> [Set exercise]: Edit the material from the line containing "find rustic wooden" through its final line, inclusive. Replace "knife handle" with "knife grip", keep everything else unchanged, and return only those lines.

> [Data for this task]:
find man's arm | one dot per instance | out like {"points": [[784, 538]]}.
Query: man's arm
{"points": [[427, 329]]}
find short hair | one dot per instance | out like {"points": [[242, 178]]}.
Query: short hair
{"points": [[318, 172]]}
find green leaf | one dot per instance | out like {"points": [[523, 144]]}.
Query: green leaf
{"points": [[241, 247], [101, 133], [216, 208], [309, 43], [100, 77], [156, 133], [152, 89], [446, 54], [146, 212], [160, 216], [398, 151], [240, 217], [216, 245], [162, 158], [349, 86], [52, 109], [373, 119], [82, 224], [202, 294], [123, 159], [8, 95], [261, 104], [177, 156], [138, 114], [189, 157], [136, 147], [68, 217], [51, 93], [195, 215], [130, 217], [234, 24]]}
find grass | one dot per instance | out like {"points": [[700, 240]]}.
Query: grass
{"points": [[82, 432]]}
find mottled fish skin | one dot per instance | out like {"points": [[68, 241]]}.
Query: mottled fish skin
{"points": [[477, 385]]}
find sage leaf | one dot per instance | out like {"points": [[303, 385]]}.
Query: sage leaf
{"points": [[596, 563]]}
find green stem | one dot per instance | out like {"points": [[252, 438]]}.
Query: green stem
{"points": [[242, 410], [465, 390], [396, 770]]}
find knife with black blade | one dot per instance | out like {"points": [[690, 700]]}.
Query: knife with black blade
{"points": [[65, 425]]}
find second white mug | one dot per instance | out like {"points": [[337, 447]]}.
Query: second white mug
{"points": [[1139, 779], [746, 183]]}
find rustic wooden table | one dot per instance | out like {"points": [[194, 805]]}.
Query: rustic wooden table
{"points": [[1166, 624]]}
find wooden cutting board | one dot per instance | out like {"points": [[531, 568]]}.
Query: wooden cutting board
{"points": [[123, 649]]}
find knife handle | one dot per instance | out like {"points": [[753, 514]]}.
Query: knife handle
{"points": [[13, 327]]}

> [Solution for this exercise]:
find rustic wooden table | one dot per instance | out like {"points": [[194, 805]]}.
Query: rustic wooden table
{"points": [[1166, 624]]}
find wooden cutting board | one dot per instance | out like {"points": [[531, 568]]}.
Query: wooden cutting board
{"points": [[123, 649]]}
find knife grip | one dot per instance | out like {"points": [[753, 514]]}.
Query: knife grip
{"points": [[13, 327]]}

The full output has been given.